Directions:
Search the records for the word "roll" and report each line that has it.

Extracted entries:
..........

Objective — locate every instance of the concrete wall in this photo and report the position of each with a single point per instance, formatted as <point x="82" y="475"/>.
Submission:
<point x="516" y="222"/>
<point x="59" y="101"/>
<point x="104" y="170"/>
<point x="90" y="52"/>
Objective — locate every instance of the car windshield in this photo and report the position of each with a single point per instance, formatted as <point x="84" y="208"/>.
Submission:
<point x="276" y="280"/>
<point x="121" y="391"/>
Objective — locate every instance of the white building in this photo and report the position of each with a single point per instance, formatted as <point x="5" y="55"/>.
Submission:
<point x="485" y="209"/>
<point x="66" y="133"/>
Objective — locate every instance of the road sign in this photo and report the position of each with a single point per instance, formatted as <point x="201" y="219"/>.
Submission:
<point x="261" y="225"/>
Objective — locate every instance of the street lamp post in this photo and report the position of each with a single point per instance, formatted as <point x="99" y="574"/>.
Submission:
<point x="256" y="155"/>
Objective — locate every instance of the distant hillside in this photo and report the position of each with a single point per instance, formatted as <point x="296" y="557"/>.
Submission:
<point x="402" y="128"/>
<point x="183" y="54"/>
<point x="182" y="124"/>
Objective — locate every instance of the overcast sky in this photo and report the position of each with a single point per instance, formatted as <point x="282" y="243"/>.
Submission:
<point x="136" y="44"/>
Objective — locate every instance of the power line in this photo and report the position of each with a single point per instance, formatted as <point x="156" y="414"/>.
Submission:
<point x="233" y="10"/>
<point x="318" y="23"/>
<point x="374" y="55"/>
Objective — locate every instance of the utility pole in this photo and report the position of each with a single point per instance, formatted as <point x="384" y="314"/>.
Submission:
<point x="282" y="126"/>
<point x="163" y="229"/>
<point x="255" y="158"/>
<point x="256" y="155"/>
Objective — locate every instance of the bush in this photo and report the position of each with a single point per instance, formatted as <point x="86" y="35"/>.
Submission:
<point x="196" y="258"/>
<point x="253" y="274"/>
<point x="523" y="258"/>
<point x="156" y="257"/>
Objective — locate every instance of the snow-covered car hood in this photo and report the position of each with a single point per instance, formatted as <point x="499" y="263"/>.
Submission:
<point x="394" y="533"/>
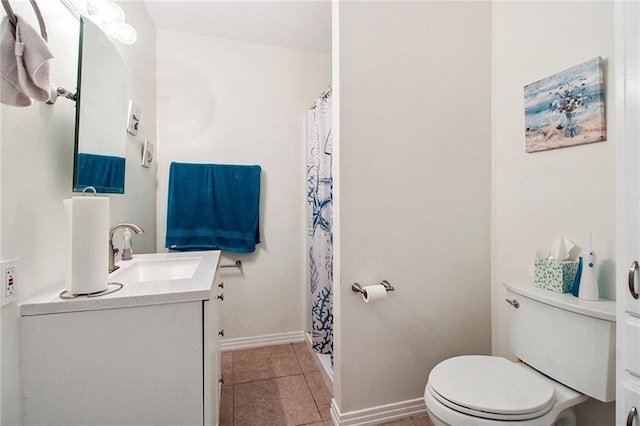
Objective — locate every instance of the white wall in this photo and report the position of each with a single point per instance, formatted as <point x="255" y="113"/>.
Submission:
<point x="224" y="101"/>
<point x="414" y="194"/>
<point x="36" y="175"/>
<point x="569" y="191"/>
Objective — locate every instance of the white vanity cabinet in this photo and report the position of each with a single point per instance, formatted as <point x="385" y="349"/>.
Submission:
<point x="628" y="212"/>
<point x="107" y="363"/>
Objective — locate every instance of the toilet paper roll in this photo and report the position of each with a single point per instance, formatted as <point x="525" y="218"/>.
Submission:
<point x="374" y="292"/>
<point x="89" y="244"/>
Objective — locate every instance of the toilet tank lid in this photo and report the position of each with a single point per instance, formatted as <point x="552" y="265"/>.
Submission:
<point x="603" y="309"/>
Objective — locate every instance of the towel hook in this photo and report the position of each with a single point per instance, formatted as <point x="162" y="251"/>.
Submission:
<point x="14" y="20"/>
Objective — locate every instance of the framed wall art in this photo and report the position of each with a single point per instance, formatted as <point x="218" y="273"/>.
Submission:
<point x="565" y="109"/>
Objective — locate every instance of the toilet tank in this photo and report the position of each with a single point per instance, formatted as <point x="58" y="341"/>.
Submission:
<point x="570" y="340"/>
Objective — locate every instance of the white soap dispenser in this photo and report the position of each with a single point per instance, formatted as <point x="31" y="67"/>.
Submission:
<point x="589" y="279"/>
<point x="127" y="252"/>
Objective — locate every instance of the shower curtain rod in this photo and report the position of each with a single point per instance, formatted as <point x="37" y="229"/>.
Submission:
<point x="324" y="95"/>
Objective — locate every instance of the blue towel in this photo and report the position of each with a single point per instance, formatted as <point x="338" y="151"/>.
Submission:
<point x="213" y="206"/>
<point x="104" y="172"/>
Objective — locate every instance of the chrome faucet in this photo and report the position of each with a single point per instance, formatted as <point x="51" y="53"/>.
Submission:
<point x="113" y="251"/>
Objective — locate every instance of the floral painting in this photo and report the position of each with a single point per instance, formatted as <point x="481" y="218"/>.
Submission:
<point x="565" y="109"/>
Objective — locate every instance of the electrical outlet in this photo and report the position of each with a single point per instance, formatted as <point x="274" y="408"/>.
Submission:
<point x="8" y="277"/>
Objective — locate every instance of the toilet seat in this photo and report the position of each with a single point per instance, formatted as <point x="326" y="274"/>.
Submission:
<point x="490" y="388"/>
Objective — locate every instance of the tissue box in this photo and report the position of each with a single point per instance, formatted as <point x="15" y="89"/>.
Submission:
<point x="555" y="275"/>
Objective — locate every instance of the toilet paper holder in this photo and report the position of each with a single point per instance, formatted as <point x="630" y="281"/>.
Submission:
<point x="357" y="288"/>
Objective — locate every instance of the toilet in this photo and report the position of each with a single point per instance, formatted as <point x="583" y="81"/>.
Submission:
<point x="566" y="354"/>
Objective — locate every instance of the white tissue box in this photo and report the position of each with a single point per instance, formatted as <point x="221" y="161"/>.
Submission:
<point x="555" y="275"/>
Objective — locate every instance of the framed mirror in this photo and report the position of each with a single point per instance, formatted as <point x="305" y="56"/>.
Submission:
<point x="101" y="113"/>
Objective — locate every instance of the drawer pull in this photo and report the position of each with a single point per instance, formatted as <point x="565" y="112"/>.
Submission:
<point x="632" y="415"/>
<point x="513" y="302"/>
<point x="632" y="279"/>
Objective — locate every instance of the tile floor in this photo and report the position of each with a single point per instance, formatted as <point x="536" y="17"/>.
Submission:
<point x="278" y="386"/>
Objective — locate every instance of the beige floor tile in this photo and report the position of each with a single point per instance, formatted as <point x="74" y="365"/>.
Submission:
<point x="227" y="367"/>
<point x="284" y="401"/>
<point x="304" y="357"/>
<point x="226" y="406"/>
<point x="264" y="363"/>
<point x="321" y="394"/>
<point x="416" y="421"/>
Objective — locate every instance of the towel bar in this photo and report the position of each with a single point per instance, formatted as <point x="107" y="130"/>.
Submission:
<point x="237" y="264"/>
<point x="357" y="288"/>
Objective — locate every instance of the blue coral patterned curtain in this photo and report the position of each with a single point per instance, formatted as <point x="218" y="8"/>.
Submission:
<point x="320" y="221"/>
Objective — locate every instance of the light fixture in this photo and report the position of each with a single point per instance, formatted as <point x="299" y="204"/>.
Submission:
<point x="111" y="18"/>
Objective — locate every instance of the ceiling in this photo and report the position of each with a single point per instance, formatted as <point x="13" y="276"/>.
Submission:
<point x="300" y="24"/>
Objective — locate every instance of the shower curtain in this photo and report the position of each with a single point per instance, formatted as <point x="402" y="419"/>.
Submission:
<point x="320" y="221"/>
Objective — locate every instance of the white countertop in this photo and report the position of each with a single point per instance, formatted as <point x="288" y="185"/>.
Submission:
<point x="198" y="287"/>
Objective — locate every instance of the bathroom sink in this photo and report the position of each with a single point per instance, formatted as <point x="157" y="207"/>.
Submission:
<point x="156" y="270"/>
<point x="147" y="279"/>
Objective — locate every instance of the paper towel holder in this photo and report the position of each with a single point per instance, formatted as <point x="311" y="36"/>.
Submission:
<point x="357" y="288"/>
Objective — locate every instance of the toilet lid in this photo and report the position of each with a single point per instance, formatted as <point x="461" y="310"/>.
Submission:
<point x="490" y="387"/>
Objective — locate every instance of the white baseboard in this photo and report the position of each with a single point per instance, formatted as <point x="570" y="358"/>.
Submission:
<point x="377" y="415"/>
<point x="259" y="341"/>
<point x="325" y="370"/>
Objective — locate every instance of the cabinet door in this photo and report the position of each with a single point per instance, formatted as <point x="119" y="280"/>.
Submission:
<point x="213" y="359"/>
<point x="124" y="366"/>
<point x="631" y="404"/>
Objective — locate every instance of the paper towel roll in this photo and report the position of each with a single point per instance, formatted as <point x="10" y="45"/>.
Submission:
<point x="89" y="244"/>
<point x="374" y="292"/>
<point x="68" y="209"/>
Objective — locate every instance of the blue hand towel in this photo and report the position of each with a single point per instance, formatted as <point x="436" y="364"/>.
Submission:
<point x="213" y="206"/>
<point x="104" y="172"/>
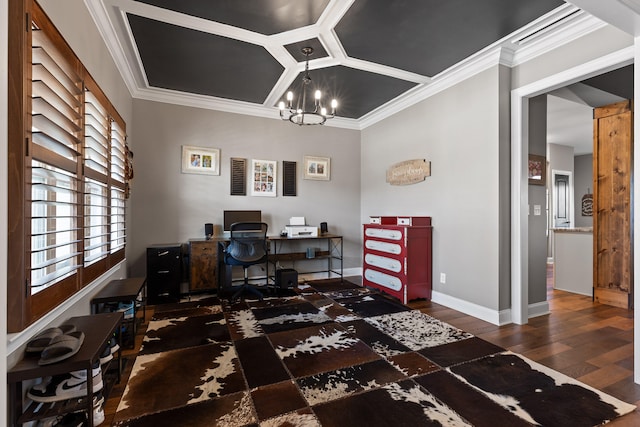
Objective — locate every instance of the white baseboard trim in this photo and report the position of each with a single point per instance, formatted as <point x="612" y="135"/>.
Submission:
<point x="347" y="272"/>
<point x="539" y="309"/>
<point x="496" y="317"/>
<point x="59" y="314"/>
<point x="466" y="307"/>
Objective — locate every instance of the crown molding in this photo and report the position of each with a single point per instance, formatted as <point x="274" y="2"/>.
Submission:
<point x="560" y="26"/>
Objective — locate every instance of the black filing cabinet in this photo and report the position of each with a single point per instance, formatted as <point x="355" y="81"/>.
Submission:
<point x="164" y="273"/>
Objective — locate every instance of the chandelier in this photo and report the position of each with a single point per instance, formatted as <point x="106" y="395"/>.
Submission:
<point x="300" y="115"/>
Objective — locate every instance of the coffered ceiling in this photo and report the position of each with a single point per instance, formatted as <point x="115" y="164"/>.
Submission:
<point x="375" y="56"/>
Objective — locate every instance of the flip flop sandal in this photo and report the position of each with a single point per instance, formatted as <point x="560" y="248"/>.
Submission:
<point x="62" y="347"/>
<point x="43" y="339"/>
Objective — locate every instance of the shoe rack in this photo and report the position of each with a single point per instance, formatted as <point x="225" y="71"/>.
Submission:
<point x="98" y="329"/>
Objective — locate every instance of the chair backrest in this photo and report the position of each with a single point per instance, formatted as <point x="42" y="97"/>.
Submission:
<point x="248" y="242"/>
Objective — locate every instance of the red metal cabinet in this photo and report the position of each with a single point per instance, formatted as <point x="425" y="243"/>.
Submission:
<point x="397" y="258"/>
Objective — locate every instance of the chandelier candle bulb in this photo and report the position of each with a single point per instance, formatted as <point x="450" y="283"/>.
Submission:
<point x="316" y="114"/>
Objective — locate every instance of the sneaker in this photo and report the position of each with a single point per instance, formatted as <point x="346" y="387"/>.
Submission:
<point x="113" y="344"/>
<point x="73" y="419"/>
<point x="127" y="308"/>
<point x="106" y="355"/>
<point x="98" y="409"/>
<point x="65" y="386"/>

..........

Solution for this task:
Objective — locate every instance of the toilet paper roll in this photo and report the position of each with a single point per instance, formatted as <point x="525" y="218"/>.
Objective — locate every instance of the paper towel roll in this photo and report the position of each with a single point per instance, formatted as <point x="10" y="45"/>.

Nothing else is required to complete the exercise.